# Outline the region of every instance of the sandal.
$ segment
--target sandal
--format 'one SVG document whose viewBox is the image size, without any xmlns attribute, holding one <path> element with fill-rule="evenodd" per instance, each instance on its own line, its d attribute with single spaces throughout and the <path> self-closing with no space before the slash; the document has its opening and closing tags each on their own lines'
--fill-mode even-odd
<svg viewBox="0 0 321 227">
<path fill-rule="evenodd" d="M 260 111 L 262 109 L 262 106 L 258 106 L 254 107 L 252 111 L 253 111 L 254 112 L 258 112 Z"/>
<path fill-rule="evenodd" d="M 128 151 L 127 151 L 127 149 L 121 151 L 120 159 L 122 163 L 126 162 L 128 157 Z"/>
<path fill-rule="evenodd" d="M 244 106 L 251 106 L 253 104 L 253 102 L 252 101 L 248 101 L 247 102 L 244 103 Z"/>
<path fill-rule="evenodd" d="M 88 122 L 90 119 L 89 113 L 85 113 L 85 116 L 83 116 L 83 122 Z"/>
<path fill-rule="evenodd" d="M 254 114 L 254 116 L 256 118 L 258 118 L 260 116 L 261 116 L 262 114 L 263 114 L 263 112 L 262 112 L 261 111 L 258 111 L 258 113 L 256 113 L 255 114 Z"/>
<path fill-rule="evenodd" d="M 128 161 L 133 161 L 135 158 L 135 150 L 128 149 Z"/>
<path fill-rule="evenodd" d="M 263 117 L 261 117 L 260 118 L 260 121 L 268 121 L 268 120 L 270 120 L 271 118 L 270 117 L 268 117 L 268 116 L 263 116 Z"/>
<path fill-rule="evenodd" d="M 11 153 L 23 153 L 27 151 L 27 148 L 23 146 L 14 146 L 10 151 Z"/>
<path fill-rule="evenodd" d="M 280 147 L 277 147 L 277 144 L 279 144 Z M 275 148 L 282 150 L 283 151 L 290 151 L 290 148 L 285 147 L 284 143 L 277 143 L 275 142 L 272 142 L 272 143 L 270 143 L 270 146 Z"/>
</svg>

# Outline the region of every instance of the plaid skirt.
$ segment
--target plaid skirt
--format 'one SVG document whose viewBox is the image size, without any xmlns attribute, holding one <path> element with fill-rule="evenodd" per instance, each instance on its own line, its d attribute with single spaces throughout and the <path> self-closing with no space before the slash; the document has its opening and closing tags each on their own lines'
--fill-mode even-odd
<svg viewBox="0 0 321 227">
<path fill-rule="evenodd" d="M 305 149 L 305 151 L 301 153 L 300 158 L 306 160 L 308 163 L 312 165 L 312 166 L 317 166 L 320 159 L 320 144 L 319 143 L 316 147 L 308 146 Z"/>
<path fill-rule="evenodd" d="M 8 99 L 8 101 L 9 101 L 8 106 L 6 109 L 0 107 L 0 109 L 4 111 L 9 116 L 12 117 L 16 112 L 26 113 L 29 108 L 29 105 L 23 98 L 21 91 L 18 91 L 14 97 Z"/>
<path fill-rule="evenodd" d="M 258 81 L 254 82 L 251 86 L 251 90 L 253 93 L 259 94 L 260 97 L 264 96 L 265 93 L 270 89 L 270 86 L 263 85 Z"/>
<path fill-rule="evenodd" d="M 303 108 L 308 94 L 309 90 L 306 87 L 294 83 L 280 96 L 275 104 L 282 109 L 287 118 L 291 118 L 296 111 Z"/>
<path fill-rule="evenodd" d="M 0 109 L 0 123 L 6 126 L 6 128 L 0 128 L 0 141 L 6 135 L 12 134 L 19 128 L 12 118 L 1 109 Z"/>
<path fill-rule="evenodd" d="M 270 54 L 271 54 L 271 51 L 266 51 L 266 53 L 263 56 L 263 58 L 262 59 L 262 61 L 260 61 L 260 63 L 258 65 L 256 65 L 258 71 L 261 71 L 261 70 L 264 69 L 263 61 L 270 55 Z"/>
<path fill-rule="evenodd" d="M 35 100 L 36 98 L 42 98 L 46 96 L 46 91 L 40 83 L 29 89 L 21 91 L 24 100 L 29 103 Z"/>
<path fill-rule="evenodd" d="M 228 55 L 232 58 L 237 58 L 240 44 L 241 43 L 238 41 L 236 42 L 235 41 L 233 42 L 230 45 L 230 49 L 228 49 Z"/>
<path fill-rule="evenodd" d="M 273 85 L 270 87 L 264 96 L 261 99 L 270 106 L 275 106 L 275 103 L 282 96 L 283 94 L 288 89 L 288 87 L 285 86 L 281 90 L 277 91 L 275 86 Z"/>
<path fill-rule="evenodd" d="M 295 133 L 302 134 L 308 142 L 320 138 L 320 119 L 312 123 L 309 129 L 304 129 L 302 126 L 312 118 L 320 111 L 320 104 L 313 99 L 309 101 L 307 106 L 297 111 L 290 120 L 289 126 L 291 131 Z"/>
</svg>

---------------

REQUIREMENT :: Write out everything from the start of the data down to the line containing "128 151 L 127", with both ends included.

SOLVED PROBLEM ::
# Outline the region of every instance of the sandal.
$ segment
--target sandal
--format 'one SVG document whose viewBox is the image size, without any xmlns attribute, holding one <path> element with fill-rule="evenodd" per instance, each instance on its own line, its d attribute with single spaces throughout and the <path> self-closing with no space before the slash; the document has its opening and closing tags each on their own lines'
--fill-mode even-odd
<svg viewBox="0 0 321 227">
<path fill-rule="evenodd" d="M 260 111 L 262 109 L 262 106 L 258 106 L 254 107 L 252 111 L 253 111 L 254 112 L 258 112 Z"/>
<path fill-rule="evenodd" d="M 128 151 L 127 151 L 127 149 L 121 151 L 120 159 L 122 163 L 126 162 L 128 157 Z"/>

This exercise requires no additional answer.